[DATA EXTRACTS]
- Opening Delimiter -
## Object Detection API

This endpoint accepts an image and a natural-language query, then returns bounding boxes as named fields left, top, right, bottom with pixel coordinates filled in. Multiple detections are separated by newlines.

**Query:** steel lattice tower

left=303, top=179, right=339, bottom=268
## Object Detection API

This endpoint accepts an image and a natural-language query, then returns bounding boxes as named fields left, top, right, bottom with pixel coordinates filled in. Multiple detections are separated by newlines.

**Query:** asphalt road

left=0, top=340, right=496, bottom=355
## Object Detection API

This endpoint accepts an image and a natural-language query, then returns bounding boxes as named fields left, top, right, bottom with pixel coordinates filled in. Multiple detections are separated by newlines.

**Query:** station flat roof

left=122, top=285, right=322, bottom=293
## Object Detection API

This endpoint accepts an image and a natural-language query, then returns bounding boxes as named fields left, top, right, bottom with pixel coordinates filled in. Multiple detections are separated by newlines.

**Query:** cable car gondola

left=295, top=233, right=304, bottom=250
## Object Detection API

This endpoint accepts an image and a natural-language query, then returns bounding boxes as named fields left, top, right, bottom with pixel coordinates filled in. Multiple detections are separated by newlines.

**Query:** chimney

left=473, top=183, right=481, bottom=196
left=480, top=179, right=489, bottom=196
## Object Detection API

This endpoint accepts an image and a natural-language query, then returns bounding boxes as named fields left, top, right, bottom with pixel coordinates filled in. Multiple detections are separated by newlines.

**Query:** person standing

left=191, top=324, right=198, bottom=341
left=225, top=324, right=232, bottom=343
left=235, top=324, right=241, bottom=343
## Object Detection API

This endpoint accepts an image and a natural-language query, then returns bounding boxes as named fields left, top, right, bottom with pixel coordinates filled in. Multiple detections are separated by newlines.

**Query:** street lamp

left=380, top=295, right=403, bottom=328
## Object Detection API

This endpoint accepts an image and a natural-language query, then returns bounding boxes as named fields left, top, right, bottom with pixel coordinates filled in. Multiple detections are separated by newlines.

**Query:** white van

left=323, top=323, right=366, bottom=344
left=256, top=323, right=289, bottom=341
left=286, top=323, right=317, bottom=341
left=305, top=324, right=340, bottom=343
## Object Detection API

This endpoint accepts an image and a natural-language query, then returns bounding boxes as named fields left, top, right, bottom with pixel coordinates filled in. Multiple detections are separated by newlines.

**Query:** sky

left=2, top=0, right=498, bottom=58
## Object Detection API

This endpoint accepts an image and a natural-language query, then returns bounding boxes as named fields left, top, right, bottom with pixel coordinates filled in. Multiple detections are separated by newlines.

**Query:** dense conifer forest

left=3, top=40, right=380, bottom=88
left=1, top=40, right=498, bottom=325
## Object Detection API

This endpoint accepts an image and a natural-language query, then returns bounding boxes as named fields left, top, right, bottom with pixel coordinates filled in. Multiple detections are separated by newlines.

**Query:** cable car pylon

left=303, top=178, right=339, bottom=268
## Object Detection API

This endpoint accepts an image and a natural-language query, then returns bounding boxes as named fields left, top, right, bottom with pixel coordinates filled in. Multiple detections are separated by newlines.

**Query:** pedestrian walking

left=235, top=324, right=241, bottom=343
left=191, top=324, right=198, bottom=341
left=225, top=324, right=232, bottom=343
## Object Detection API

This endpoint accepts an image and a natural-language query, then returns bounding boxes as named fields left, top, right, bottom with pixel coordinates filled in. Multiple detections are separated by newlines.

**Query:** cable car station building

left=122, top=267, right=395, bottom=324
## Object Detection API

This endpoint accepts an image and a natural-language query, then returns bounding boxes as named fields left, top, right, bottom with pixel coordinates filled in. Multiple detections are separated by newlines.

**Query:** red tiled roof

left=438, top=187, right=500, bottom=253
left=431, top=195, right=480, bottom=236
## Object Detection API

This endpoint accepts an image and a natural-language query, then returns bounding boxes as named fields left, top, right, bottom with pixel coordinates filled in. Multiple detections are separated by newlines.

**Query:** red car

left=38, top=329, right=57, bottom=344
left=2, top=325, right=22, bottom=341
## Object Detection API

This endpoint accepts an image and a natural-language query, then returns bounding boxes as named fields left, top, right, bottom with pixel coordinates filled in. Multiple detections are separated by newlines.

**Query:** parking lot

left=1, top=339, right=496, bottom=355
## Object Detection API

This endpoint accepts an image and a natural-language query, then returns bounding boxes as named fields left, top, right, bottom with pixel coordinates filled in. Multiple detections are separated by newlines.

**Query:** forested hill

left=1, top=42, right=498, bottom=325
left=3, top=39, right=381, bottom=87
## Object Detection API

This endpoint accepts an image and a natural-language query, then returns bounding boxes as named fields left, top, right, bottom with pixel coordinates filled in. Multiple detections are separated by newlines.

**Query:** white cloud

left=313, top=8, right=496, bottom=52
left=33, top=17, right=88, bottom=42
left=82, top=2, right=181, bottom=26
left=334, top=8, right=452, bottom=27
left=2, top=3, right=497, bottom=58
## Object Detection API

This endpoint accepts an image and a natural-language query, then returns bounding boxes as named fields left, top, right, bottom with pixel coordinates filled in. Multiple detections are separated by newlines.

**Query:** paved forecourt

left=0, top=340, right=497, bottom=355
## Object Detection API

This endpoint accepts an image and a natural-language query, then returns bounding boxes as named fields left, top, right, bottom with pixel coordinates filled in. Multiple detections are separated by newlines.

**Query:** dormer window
- Closing Delimiter -
[EXERCISE AIM] The complete data is to be transcribed verbatim.

[RESPONSE BOX]
## Object Detection API

This endpoint accepts an image and a natural-language query, then returns bounding boxes as named fields left, top, right, bottom with pixel coordinates filled in. Multiple detections are separated by newlines.

**Query:** steel lattice tower

left=303, top=179, right=339, bottom=268
## Object Detection API

This endpoint accepts an image and a natural-language query, then returns bounding boxes as named fields left, top, right, bottom with pixel coordinates filled in. Multiple detections are separated by newlines.

**Query:** asphalt road

left=0, top=340, right=496, bottom=355
## Object Detection API

This endpoint accepts an image and a natural-language query, then returns bounding boxes as named fields left, top, right, bottom with pixel coordinates filled in. Multiple detections are separated by newlines.

**Query:** station flat roof

left=122, top=285, right=322, bottom=293
## Object Detection API

This endpoint accepts an image and a natural-language query, then returns bounding boxes as named fields left, top, right, bottom with pixel coordinates filled in. Multiple detections are separated by newlines.

**Query:** cable car gondola

left=295, top=233, right=304, bottom=250
## Object Detection API

This endpoint accepts an image and a natural-language query, then returns bounding boxes as named fields left, top, right, bottom with pixel coordinates filled in. Multiple detections are separated by newlines.

**Query:** chimney

left=473, top=183, right=481, bottom=196
left=480, top=179, right=489, bottom=196
## Object Detection API

This endpoint accepts an image and a natural-language query, then returns bounding boxes as named fields left, top, right, bottom with pixel coordinates filled in. Multiple detections are separated by newlines.

**Query:** person standing

left=191, top=324, right=198, bottom=341
left=225, top=324, right=232, bottom=343
left=235, top=324, right=241, bottom=343
## Object Detection API

This endpoint accepts an image and a natural-language query, then returns bounding boxes as named fields left, top, right, bottom with pixel coordinates filled in. Multiple detections are separated by newlines.

**Query:** street lamp

left=380, top=295, right=403, bottom=328
## Object Detection API

This endpoint accepts an image and a natural-language query, then returns bounding boxes as named fields left, top, right, bottom with pixel coordinates filled in. Multiple detections are separated by newlines.

**Query:** white van

left=323, top=323, right=366, bottom=344
left=256, top=323, right=289, bottom=341
left=286, top=323, right=317, bottom=341
left=305, top=324, right=340, bottom=343
## Object Detection API

This endpoint accepts an image and a natural-language query, then returns bounding boxes as named fields left, top, right, bottom with pixel coordinates filled in. Multiple detections are separated by newlines.

**Query:** sky

left=2, top=0, right=498, bottom=58
## Object Detection API

This endpoint accepts an image and a natural-language query, then returns bounding boxes as named fields left, top, right, bottom with pixel coordinates filled in. Multiple detections are separated by newlines.

**Query:** dense conifer forest

left=3, top=40, right=380, bottom=88
left=1, top=40, right=498, bottom=325
## Object Detection API

This endpoint accepts an image and a natural-language query, then returns bounding boxes as named fields left, top, right, bottom with pixel coordinates filled in. Multiple detections are separated by newlines.

**Query:** cable car pylon

left=303, top=178, right=339, bottom=268
## Object Detection API

This endpoint accepts an image and a natural-language query, then returns bounding boxes as named fields left, top, right, bottom with pixel coordinates filled in. Multiple detections are separated by newlines.

**Query:** pedestrian walking

left=235, top=324, right=241, bottom=343
left=191, top=324, right=198, bottom=341
left=225, top=324, right=232, bottom=343
## Object Detection API

This endpoint accepts an image and a natural-language query, then returns bounding boxes as named fields left, top, right, bottom with pixel coordinates filled in. Multiple detections are separated by newlines.

**Query:** cable car station building

left=122, top=267, right=395, bottom=324
## Object Detection API

This endpoint accepts an image and a natural-language query, then returns bounding boxes as named fields left, top, right, bottom with pixel coordinates filled in. Multiple detections are separated by newlines.

**Query:** red tiled roof

left=438, top=187, right=500, bottom=253
left=431, top=195, right=480, bottom=236
## Object Detection API

This endpoint accepts an image and a natural-language query, then returns bounding boxes as named fields left, top, right, bottom with pixel coordinates filled in. Multiple detections are separated by newlines.

**Query:** red car

left=38, top=329, right=57, bottom=344
left=2, top=325, right=22, bottom=341
## Object Detection API

This endpoint accepts an image and a natural-language query, then returns bounding boxes as named fields left, top, right, bottom with pixel coordinates filled in. Multiple detections are separated by newlines.

**Query:** parking lot

left=1, top=339, right=496, bottom=355
## Object Detection API

This endpoint accepts an image and a natural-language query, then returns bounding boxes as named fields left, top, right, bottom with pixel coordinates filled in. Multiple detections are separated by newlines.

**Query:** forested hill

left=1, top=42, right=498, bottom=325
left=3, top=39, right=381, bottom=87
## Object Detection API

This endpoint accepts an image and a natural-language query, then returns bounding boxes as named fields left, top, right, bottom with pixel coordinates filled in. Multiple detections are separated by newlines.

**Query:** white cloud

left=313, top=8, right=496, bottom=52
left=33, top=17, right=88, bottom=42
left=82, top=2, right=181, bottom=26
left=334, top=8, right=452, bottom=27
left=2, top=3, right=497, bottom=58
## Object Detection API

This endpoint accepts an image and a natural-language query, then returns bounding boxes as named fields left, top, right, bottom with pixel coordinates filled in. Multiple detections are separated by newlines.

**Query:** paved forecourt

left=0, top=340, right=497, bottom=355
## Object Detection API

This endpoint accepts an image and a natural-language query, then returns bounding boxes as named fields left, top, right, bottom with pixel coordinates filled in. Multiple detections are separated by newlines.

**Query:** dormer window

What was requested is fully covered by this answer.